* [Aim of the task]: Would you please write out each of the entries below exactly, omitting pictures?

* [Provided records]:
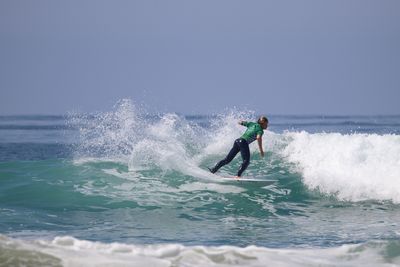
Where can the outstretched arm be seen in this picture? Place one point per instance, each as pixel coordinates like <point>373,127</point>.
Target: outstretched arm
<point>259,141</point>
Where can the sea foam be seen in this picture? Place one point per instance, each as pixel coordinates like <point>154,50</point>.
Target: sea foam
<point>70,252</point>
<point>354,167</point>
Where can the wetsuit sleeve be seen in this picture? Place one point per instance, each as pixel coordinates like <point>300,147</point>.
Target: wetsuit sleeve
<point>260,132</point>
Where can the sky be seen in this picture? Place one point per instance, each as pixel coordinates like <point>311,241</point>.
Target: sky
<point>338,57</point>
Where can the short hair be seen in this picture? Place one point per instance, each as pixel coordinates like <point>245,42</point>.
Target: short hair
<point>262,119</point>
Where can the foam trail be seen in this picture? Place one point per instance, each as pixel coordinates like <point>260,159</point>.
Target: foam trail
<point>72,252</point>
<point>354,167</point>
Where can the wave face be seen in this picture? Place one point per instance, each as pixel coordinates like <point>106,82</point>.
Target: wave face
<point>126,179</point>
<point>69,251</point>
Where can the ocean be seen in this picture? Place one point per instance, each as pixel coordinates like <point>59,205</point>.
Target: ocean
<point>130,188</point>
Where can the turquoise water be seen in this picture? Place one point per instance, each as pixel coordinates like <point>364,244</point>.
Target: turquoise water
<point>86,183</point>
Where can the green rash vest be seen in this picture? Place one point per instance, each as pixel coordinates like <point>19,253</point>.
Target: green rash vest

* [Task response]:
Where can the outstretched arm be seen in this picture? Place one point per instance, each as pixel coordinates like <point>373,127</point>.
Target: outstretched arm
<point>259,141</point>
Where can the sea foam be seen in this picture? Place one point per instance, each as pixel coordinates like <point>154,50</point>.
Target: sea foam
<point>70,252</point>
<point>354,167</point>
Where can the wetsuit sleeve be seen in this picture? Place one point per instance, each as pixel coordinates like <point>300,147</point>.
Target: wetsuit sleeve
<point>260,132</point>
Where can the sky be seen in this picture? Place one point per instance, each as pixel coordinates like <point>311,241</point>.
Target: sky
<point>338,57</point>
Where can the short hair be seen in this picture? Place one point per instance, each as pixel coordinates like <point>245,42</point>.
Target: short hair
<point>262,119</point>
Where can the foam trail be seen in this picture? Place one point per instance, each as pixel coordinates like <point>260,159</point>.
Target: foam trail
<point>72,252</point>
<point>354,167</point>
Where can the wave face be seen in this picture? Place one point per instance, each as pixel coordinates like <point>106,82</point>.
Target: wave face
<point>126,179</point>
<point>69,251</point>
Where can the ocean be seen in this picture? Place one point per instance, each as pixel coordinates like <point>59,205</point>.
Target: ocean
<point>130,188</point>
Where can the turquoise water be seen in this picture? Place one point per instance, each as pixel coordinates like <point>364,244</point>.
Target: turquoise water
<point>86,183</point>
Where can the green rash vest be seen in this picture? Place one point per instance, each as pixel coordinates like <point>19,253</point>.
Target: green rash vest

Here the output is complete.